EXERCISE DETAILS: Write out, character for character, every line from the first line of the records through the line containing "540], [900, 539]]]", both inclusive.

Entries for region labeling
════════
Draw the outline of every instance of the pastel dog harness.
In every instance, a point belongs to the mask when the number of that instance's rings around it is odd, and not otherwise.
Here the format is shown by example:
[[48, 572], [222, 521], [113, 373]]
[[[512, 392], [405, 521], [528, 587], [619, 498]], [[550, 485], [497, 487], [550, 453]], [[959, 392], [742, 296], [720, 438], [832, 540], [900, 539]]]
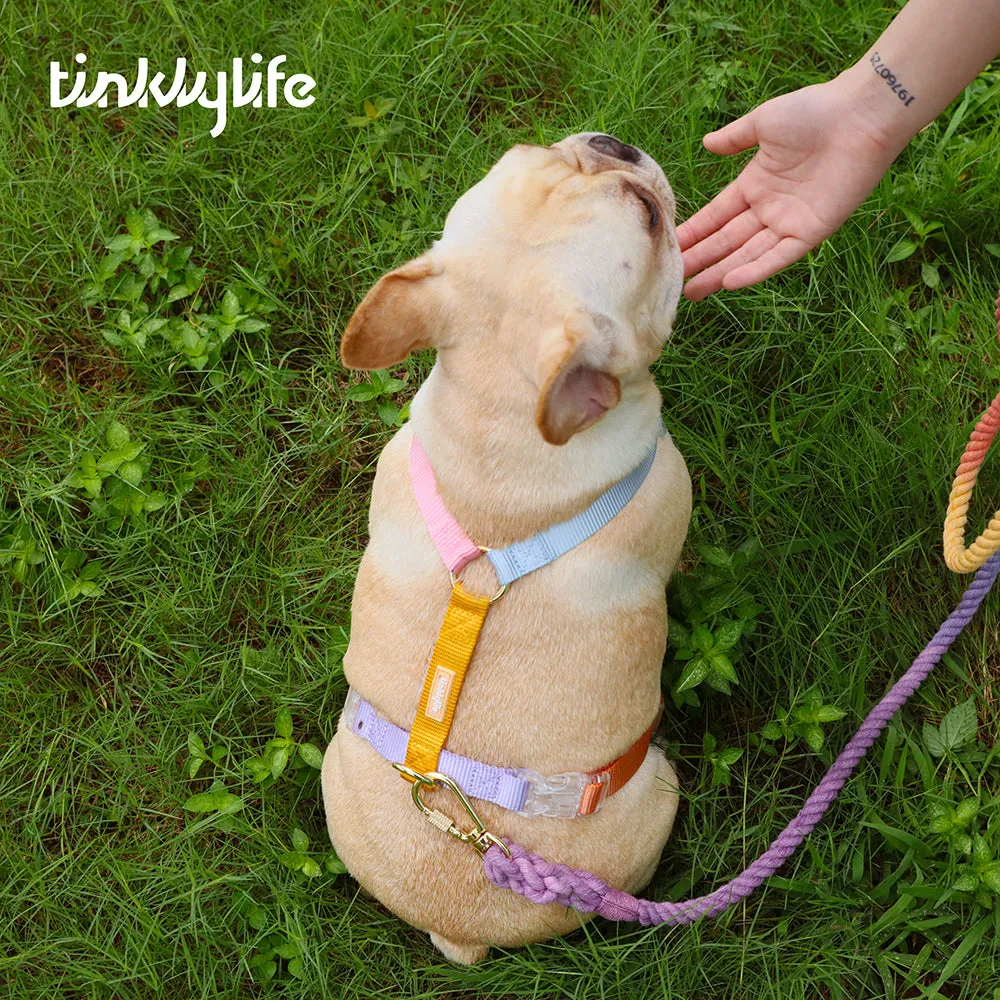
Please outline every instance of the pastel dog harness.
[[[998, 321], [1000, 321], [1000, 298], [997, 299], [996, 315]], [[1000, 336], [1000, 322], [998, 322], [997, 333]], [[972, 491], [975, 487], [980, 467], [986, 458], [986, 453], [998, 429], [1000, 429], [1000, 393], [994, 398], [989, 409], [980, 418], [979, 423], [972, 432], [969, 445], [962, 456], [962, 461], [955, 474], [949, 498], [948, 514], [945, 519], [944, 528], [945, 561], [949, 569], [958, 573], [976, 571], [975, 578], [962, 595], [958, 607], [948, 616], [931, 641], [913, 661], [913, 664], [906, 673], [896, 681], [888, 694], [868, 713], [858, 731], [840, 752], [795, 818], [782, 830], [770, 847], [759, 858], [725, 885], [720, 886], [708, 895], [680, 903], [638, 899], [620, 889], [609, 886], [593, 872], [546, 861], [544, 858], [532, 854], [520, 844], [508, 843], [490, 833], [484, 827], [475, 808], [465, 792], [463, 792], [463, 786], [450, 777], [449, 774], [434, 771], [420, 773], [408, 767], [407, 764], [397, 764], [404, 776], [413, 782], [413, 800], [417, 807], [427, 816], [427, 819], [433, 826], [464, 843], [472, 845], [482, 855], [484, 872], [494, 885], [498, 888], [512, 889], [534, 903], [559, 903], [562, 906], [572, 907], [581, 913], [596, 913], [608, 920], [634, 920], [645, 925], [666, 924], [676, 926], [693, 923], [702, 917], [716, 916], [745, 899], [795, 853], [816, 824], [823, 818], [841, 788], [843, 788], [847, 779], [861, 761], [861, 758], [864, 757], [892, 717], [927, 678], [951, 647], [952, 643], [961, 634], [965, 626], [972, 620], [979, 605], [993, 586], [997, 575], [1000, 574], [1000, 510], [996, 512], [986, 530], [972, 545], [968, 548], [965, 548], [964, 545], [965, 521]], [[647, 459], [647, 462], [650, 464], [652, 463], [652, 456], [655, 454], [655, 450], [654, 445], [653, 451]], [[461, 527], [454, 521], [454, 518], [451, 518], [451, 515], [448, 514], [443, 501], [437, 495], [433, 482], [433, 473], [430, 471], [430, 466], [426, 463], [426, 456], [423, 456], [422, 449], [420, 449], [418, 444], [415, 446], [415, 452], [416, 454], [411, 452], [411, 472], [413, 472], [414, 463], [416, 466], [416, 472], [413, 474], [414, 488], [418, 491], [421, 510], [424, 511], [424, 517], [427, 520], [432, 537], [435, 538], [438, 551], [441, 552], [445, 564], [454, 576], [457, 569], [453, 568], [453, 563], [458, 568], [461, 568], [469, 560], [477, 558], [482, 553], [482, 550], [465, 535]], [[635, 470], [629, 477], [626, 477], [626, 480], [617, 484], [612, 490], [622, 486], [623, 483], [638, 473], [639, 469]], [[424, 481], [422, 487], [418, 485], [421, 477]], [[645, 478], [645, 472], [642, 472], [639, 484], [641, 484], [643, 478]], [[430, 484], [429, 487], [426, 485], [427, 483]], [[635, 489], [638, 489], [639, 484], [636, 484]], [[628, 500], [625, 499], [621, 506], [624, 506], [627, 502]], [[619, 507], [619, 509], [621, 508]], [[587, 513], [589, 512], [585, 512], [585, 514]], [[573, 519], [573, 521], [576, 520], [576, 518]], [[595, 520], [599, 520], [599, 518], [595, 518]], [[610, 520], [610, 517], [607, 520]], [[572, 521], [566, 522], [567, 525], [571, 523]], [[606, 521], [602, 523], [606, 523]], [[435, 524], [438, 526], [433, 527], [432, 525]], [[556, 527], [562, 528], [563, 526]], [[593, 530], [597, 530], [597, 528]], [[500, 593], [502, 593], [507, 582], [516, 579], [518, 575], [523, 575], [518, 573], [516, 569], [520, 559], [523, 558], [525, 560], [524, 565], [529, 567], [525, 572], [530, 572], [531, 569], [545, 565], [546, 561], [551, 561], [551, 559], [540, 561], [538, 562], [538, 566], [534, 565], [541, 558], [541, 553], [544, 552], [548, 544], [548, 541], [539, 540], [551, 532], [555, 532], [557, 536], [561, 534], [561, 532], [555, 531], [555, 529], [549, 529], [548, 532], [543, 532], [542, 535], [536, 536], [535, 539], [529, 539], [525, 543], [518, 543], [523, 548], [518, 549], [516, 554], [513, 555], [510, 554], [509, 550], [502, 550], [495, 554], [491, 552], [486, 553], [494, 567], [497, 568], [497, 574], [501, 582]], [[592, 534], [593, 531], [590, 533]], [[568, 534], [572, 536], [573, 532], [570, 531]], [[589, 537], [589, 535], [585, 537]], [[572, 546], [570, 545], [569, 547]], [[511, 546], [511, 548], [516, 549], [515, 546]], [[568, 551], [568, 548], [562, 549], [562, 551]], [[505, 555], [504, 553], [507, 554]], [[531, 558], [529, 558], [529, 553], [532, 554]], [[552, 558], [556, 558], [558, 554], [561, 554], [561, 552], [555, 552]], [[508, 569], [510, 566], [514, 567], [514, 575], [507, 577], [506, 574], [511, 572]], [[456, 582], [455, 588], [459, 590], [460, 584]], [[499, 594], [496, 595], [496, 597], [498, 596]], [[483, 600], [487, 604], [489, 603], [489, 599]], [[483, 614], [485, 614], [485, 611]], [[469, 655], [471, 656], [471, 651]], [[421, 711], [426, 711], [428, 685], [430, 685], [430, 689], [433, 691], [432, 672], [434, 671], [433, 664], [435, 663], [433, 657], [431, 663], [431, 670], [428, 671], [428, 683], [425, 684], [424, 695], [421, 698]], [[356, 698], [356, 696], [354, 697]], [[358, 703], [362, 707], [351, 709], [351, 711], [355, 712], [356, 719], [363, 717], [365, 711], [363, 706], [367, 705], [361, 699], [358, 699]], [[368, 706], [368, 709], [370, 710], [370, 706]], [[374, 716], [373, 711], [371, 714], [372, 717], [378, 718]], [[418, 724], [419, 722], [420, 716], [418, 713]], [[415, 725], [414, 732], [416, 730], [417, 726]], [[401, 736], [394, 737], [398, 744], [397, 749], [393, 752], [395, 756], [402, 755], [402, 741], [407, 738], [407, 734], [402, 730], [399, 730], [399, 733], [401, 733]], [[648, 734], [640, 739], [636, 746], [633, 747], [633, 750], [630, 750], [625, 756], [627, 757], [632, 754], [643, 743], [643, 740], [646, 742], [643, 745], [642, 755], [639, 757], [639, 762], [641, 763], [642, 756], [645, 756], [646, 746], [648, 746]], [[390, 742], [391, 739], [387, 737], [385, 739], [386, 745]], [[409, 734], [406, 746], [407, 761], [410, 759], [410, 744], [413, 742], [413, 733], [411, 733]], [[385, 755], [390, 756], [389, 753]], [[390, 757], [390, 759], [393, 758]], [[459, 758], [459, 761], [461, 760]], [[475, 765], [475, 762], [472, 762], [472, 764]], [[439, 766], [442, 768], [452, 766], [451, 761], [447, 757], [447, 751], [441, 754]], [[472, 790], [477, 787], [475, 785], [476, 779], [466, 777], [465, 772], [460, 770], [461, 766], [460, 763], [455, 764], [453, 771], [450, 773], [462, 775], [461, 780], [468, 782], [469, 794], [479, 797]], [[482, 767], [483, 765], [475, 766]], [[638, 764], [636, 764], [636, 767], [638, 767]], [[526, 772], [517, 771], [509, 773], [522, 777], [526, 774]], [[531, 785], [532, 779], [526, 780]], [[429, 809], [420, 797], [420, 791], [424, 787], [441, 787], [451, 790], [472, 822], [472, 828], [462, 830], [457, 826], [455, 821], [440, 811]], [[575, 795], [576, 792], [574, 791], [573, 794]], [[531, 801], [530, 795], [531, 792], [527, 792], [523, 801]], [[482, 797], [488, 798], [489, 796]], [[496, 801], [496, 799], [493, 801]], [[513, 801], [521, 800], [517, 799], [515, 795]], [[603, 797], [601, 797], [601, 801], [603, 801]], [[508, 808], [514, 807], [508, 806]], [[524, 810], [523, 807], [522, 811], [526, 815], [536, 814]], [[584, 810], [577, 808], [576, 811], [569, 814], [583, 815]]]
[[[414, 801], [429, 819], [436, 811], [427, 809], [420, 798], [421, 789], [429, 785], [451, 789], [473, 816], [475, 813], [468, 798], [494, 802], [522, 816], [563, 819], [587, 816], [597, 812], [609, 795], [621, 789], [645, 760], [659, 713], [624, 754], [596, 771], [542, 775], [528, 768], [484, 764], [452, 753], [444, 749], [444, 745], [490, 605], [498, 601], [515, 580], [565, 555], [622, 511], [652, 468], [658, 443], [657, 438], [635, 469], [575, 517], [505, 548], [487, 549], [469, 538], [445, 506], [430, 461], [416, 436], [413, 437], [410, 480], [427, 530], [451, 574], [451, 598], [431, 653], [413, 729], [407, 732], [380, 716], [353, 690], [348, 692], [344, 713], [351, 732], [367, 740], [413, 783]], [[500, 585], [492, 597], [469, 594], [457, 576], [482, 555], [493, 565]], [[441, 816], [440, 813], [436, 815]], [[438, 822], [443, 823], [444, 819]]]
════════
ANSWER:
Draw the outline of every instance of the pastel dog harness.
In every instance, a point belongs to the mask when the number of that instance's rings around it is odd, and not otherwise.
Here the format is shown by example:
[[48, 572], [222, 521], [113, 373]]
[[[512, 392], [405, 521], [528, 587], [619, 498]], [[550, 485], [497, 487], [550, 453]], [[959, 392], [742, 296], [720, 438], [832, 540], [900, 539]]]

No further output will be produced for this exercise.